== Consigna ==
En el fragmento sobre el antisemitismo, ¿con qué se compara el antisemitismo para mostrar que no es algo estático?

== Fragmento para leer ==

━━━

Esta abundancia de ninguna manera justifica el prejuicio, solo es un paréntesis que nos permitimos en nuestro análisis para concluir que pareciera muy difícil, si no imposible, llegar a un nivel de prejuicio cercano a cero. Podemos y debemos, de todas maneras, trabajar para combatirlos, y proclamaremos a los cuatro vientos y con convicción que abogamos por la desaparición de los prejuicios, ya sean contra los judíos u otras minorías. Y aunque resuene utópico, esta no debe dejar de ser nuestra meta, al menos en el plano filosófico y conceptual. Sin embargo, hemos visto que no es posible, práctico ni prudente reaccionar a todas y cada una de las manifestaciones de odio. Por ello, resulta primordial definir un límite: qué es aceptable o tolerable, y qué no lo es.

Esto no implica, de manera alguna, “no hacer nada” con aquello que cae en el espectro de lo primero. Por el contrario, lo ideal será abordarlo con estrategias diferenciadas, que apunten más a la deconstrucción del prejuicio antes que al repudio. Porque de algo estamos seguros: a menor prejuicio antisemita, menos incidentes antisemitas deberemos lamentar en el futuro.

¿Estamos haciendo bien las cosas en ese sentido? ¿Debemos utilizar los recursos que conseguimos luego de muchos años de intenso trabajo con las autoridades constituidas de nuestros países para lograr un repudio gubernamental a una pintada antisemita que hiere susceptibilidades, pero tal vez no amerita tal esfuerzo? ¿Hay que responder a diez fotocopias agravantes pegadas en diez árboles de una localidad ignota de la que nadie se hubiera enterado si no hubiésemos nosotros mismos aumentado exponencialmente su impacto, posteando fotos y reproduciendo publicaciones en nuestras redes sociales? ¿Debemos poner todo el énfasis en impedir la participación de un ferviente activista del antisemitismo como es Roger Waters en un recinto en el que no hubieran concurrido más de un puñado de personas que ya pensaban de nosotros lo mismo, aunque ese activista no hubiese llegado a dar esa intrascendente charla? Al intentar, o lograr en el mejor de los casos, impedir ese encuentro, es probable que hayamos servido de caja de resonancia a ese discurso de odio, que sin nuestra colaboración hubiese sido absolutamente intrascendente.

Una vez más, esto no quiere decir tolerar lo intolerable. Como hemos adelantado, el desafío aquí será ponderar las diversas opciones y sus consecuencias, para definir ante qué hecho es prudente actuar, con qué medios y con qué nivel de energía. Hasta aquí, como alertamos al comienzo, hay más interrogantes que respuestas. Intentaremos, sin embargo, concluir con algunas de nuestras respuestas.

Existen y son necesarias diversas herramientas para combatir el antisemitismo, que no se limitan únicamente a las que utilizamos desde hace tiempo en la región. Es cierto que las mediciones serias marcan un descenso en la actividad antisemita que asoma sobre la superficie y vuelve visibles a muchas de estas acciones. ¿Podría inferirse de esto que las acciones comunitarias en tal sentido son exitosas? En la realidad explícita e inmediata, tal vez sí parecieran serlo.

Pero lo hemos dicho en ocasiones anteriores y lo repetiremos hasta el cansancio: el antisemitismo no es una cosa estática. Como un virus, vive en el huésped que lo aloja, contagia y, en el camino, también muta. Por ello, no es suficiente con una medicina reactiva: debemos desarrollar también estrategias de prevención que, como una vacuna, obren como mecanismo de defensa del tejido social ante las amenazas a la convivencia pacífica. Si no comprendemos esto, y en consecuencia, cambiamos la forma en que actualmente respondemos a este virus en Latinoamérica, atacando su estructura y disminuyendo, con herramientas modernas y eficaces, el nivel de prejuicio a su mínima expresión, puede que cuando queramos hacerlo ya sea demasiado tarde.

━━━

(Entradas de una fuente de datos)
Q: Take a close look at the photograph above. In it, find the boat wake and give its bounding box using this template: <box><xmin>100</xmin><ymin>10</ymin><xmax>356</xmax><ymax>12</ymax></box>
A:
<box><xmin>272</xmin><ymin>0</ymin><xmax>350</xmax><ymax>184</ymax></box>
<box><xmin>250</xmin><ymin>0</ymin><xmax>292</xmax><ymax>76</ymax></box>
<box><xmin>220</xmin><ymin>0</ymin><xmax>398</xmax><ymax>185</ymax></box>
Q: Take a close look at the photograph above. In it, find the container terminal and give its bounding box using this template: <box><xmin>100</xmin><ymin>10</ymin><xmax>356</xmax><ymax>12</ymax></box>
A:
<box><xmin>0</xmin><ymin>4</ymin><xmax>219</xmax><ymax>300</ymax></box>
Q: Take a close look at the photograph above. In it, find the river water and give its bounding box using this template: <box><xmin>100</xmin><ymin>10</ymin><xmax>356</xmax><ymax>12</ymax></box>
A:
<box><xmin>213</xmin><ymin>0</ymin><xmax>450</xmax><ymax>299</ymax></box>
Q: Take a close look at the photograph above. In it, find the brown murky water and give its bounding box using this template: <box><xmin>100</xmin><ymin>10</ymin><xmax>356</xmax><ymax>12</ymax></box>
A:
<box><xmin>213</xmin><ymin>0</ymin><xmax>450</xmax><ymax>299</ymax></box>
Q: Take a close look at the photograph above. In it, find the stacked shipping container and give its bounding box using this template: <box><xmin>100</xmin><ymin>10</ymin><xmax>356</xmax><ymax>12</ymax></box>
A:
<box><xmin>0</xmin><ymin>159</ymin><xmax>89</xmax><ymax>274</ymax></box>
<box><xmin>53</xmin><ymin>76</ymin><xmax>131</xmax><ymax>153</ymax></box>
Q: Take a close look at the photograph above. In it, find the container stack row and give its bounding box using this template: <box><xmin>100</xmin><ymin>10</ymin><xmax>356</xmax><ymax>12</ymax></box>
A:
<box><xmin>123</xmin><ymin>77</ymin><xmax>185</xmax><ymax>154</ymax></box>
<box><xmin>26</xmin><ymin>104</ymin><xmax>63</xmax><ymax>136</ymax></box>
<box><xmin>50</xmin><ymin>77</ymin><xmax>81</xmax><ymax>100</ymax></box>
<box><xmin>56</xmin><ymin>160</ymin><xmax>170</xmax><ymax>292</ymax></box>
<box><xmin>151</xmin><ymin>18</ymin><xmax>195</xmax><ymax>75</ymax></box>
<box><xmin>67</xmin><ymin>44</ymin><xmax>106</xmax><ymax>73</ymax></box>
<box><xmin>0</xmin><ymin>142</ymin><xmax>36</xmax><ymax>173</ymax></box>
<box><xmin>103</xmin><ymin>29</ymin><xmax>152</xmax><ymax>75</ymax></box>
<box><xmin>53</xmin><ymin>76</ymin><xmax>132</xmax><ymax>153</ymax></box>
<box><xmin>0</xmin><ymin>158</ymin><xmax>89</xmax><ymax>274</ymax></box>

━━━

== Ejercicio resuelto ==
Con un virus, que vive en el huésped que lo aloja, contagia y muta en el camino.